- Goal -
What follows is a set of records, each of which is to be written out exactly.
* Begin *
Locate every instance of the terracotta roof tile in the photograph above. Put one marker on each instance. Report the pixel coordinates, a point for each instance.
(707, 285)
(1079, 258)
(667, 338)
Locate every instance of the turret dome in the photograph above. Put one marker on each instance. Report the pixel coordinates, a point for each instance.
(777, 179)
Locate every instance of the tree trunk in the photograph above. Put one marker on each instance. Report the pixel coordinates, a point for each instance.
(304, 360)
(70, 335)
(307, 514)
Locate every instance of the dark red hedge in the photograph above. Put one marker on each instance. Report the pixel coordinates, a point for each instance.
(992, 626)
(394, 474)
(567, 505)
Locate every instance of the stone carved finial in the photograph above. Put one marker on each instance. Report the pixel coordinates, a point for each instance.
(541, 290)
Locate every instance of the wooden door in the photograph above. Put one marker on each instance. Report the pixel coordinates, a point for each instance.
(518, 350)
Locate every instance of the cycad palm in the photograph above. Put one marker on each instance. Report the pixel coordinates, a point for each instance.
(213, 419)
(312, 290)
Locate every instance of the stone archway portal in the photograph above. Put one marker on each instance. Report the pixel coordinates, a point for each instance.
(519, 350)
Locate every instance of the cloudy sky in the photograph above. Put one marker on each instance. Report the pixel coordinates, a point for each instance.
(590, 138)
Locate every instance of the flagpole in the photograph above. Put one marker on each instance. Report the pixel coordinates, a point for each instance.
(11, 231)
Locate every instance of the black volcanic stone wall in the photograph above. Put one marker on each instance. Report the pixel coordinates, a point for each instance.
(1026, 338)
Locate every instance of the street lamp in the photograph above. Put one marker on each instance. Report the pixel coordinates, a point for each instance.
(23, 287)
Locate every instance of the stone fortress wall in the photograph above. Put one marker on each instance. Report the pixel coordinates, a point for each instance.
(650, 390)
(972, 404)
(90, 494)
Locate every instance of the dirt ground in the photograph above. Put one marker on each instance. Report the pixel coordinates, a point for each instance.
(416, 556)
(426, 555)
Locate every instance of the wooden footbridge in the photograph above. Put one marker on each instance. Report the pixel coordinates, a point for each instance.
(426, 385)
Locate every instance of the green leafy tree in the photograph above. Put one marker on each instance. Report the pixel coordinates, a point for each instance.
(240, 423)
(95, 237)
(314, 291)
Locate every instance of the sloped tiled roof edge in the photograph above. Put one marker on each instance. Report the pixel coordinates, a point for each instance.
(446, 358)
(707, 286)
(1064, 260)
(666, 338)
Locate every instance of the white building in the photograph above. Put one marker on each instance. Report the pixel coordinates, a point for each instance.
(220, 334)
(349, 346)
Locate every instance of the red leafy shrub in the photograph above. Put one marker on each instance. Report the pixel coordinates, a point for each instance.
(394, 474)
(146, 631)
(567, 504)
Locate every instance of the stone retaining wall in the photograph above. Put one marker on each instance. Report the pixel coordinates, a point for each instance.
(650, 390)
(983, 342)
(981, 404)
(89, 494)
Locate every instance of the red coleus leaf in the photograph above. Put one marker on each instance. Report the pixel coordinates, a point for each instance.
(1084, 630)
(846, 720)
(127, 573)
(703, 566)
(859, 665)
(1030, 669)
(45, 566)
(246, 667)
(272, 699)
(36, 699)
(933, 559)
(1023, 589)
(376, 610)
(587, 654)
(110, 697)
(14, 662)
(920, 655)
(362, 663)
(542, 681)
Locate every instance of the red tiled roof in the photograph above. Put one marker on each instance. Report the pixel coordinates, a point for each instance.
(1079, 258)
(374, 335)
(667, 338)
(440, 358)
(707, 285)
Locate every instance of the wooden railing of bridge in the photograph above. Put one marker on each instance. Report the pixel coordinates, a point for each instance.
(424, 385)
* End *
- Full solution -
Locate every instance of the terracotta roof tile in the photograph above. Put one marker on each instance. Report the pixel coordinates, a point for each instance.
(707, 285)
(1079, 258)
(667, 338)
Locate every instance of the turret dome in the photograph above. Put one marker on each instance. Report the pixel coordinates, a point for each instance.
(777, 179)
Locate every instance of the tree trunk in the photograph above. Put one marker on each instance. Report the pixel coordinates, a point for each instance.
(304, 360)
(70, 335)
(307, 514)
Locate every instance of the dark red hedge in the photograph above. Put one marker on each instance. Report the pixel coordinates, a point for each instance.
(992, 626)
(394, 474)
(567, 505)
Locate every instance of the stone carved finial in the photograph above. Put one marker on each instance. Report the pixel coordinates, a point for each instance.
(541, 290)
Locate every instance of the wooden door in the photograph above. Put one marker on each instance. Report the pixel coordinates, a point for each instance.
(518, 350)
Locate every instance of the cycad palm in the photograph above. Put one marker on each instance. Report the pixel coordinates, a point for each instance.
(213, 419)
(312, 290)
Locate every instance of the stone archway portal in the photograph above. Put one marker on each instance. Report the pixel coordinates, a point for each instance.
(519, 350)
Locate every instance of the cloudy sky in the photograph above. Put one marker on each instance. Report the pixel coordinates, a point for each instance.
(590, 138)
Locate every instance of the flagpole in the photograph above. Put one marker on each instance. Report the pixel coordinates, a point for each instance.
(11, 231)
Locate every instance of the black volcanic stone wall in the photograph above. Put one marker on each instance. Report the pixel coordinates, a point for each instance.
(1026, 338)
Locate every instance of the street lamp in the photograph above. Put one marker on each instance. Report the pixel coordinates, a point for each instance.
(23, 287)
Locate every instance of the stone fortress wall in the photograph above. Put one marker on each instance. Report the pixel coordinates, a point for each instance.
(650, 390)
(972, 404)
(90, 494)
Locate every instance of the dirt ground in the photograph above. Put one marker on each instance. Report the pixel coordinates, a point for each instance.
(416, 556)
(426, 555)
Locate every instance of the wooden footbridge in the photograph above. Put one marker on each instance. Report the pixel coordinates, a point for each instance.
(426, 385)
Locate every instance of the green leafy tree in the photograph above. Put one marker on each instance. Report the pixel coordinates, a point for each instance.
(240, 423)
(95, 237)
(314, 291)
Locate every instance of the sloped tiled roof edge in the photograph above. Put one marker on each instance. Report the pixel coordinates, a point for each instance.
(446, 358)
(707, 286)
(1064, 260)
(666, 338)
Locate every instance of the white building in the photograph above. Put one marker on each instance. Report the pixel coordinates, a point for each instance.
(220, 334)
(349, 346)
Locate every instance of the red leafy shrub in the photograph above. Put one marker on each instance. Report the pixel coordinates, a point for each instance.
(394, 474)
(146, 631)
(567, 504)
Locate every instance of the stone retaining wall in the photograph above. Put one marker on each instance. Report the pixel coordinates, a point for each instance.
(650, 390)
(983, 342)
(981, 404)
(89, 494)
Locate every instance of the red coleus leaf in the photograph above. Put one marker on each instance. Report the pixel coordinates, a point for each instance.
(1084, 630)
(846, 720)
(127, 573)
(703, 566)
(859, 665)
(1030, 669)
(45, 566)
(246, 667)
(272, 699)
(36, 699)
(933, 559)
(1023, 589)
(376, 610)
(587, 654)
(110, 697)
(14, 662)
(920, 655)
(362, 663)
(542, 681)
Locate every instance of the red tiled roof in the photograph above. Put one marker on each instance. Report the pixel coordinates, a point for each instance.
(1079, 258)
(374, 335)
(667, 338)
(440, 358)
(707, 285)
Locate every instance of the wooden railing of bridge in the photograph above. Put one marker on each instance. Report the pixel coordinates, a point for each instance.
(424, 385)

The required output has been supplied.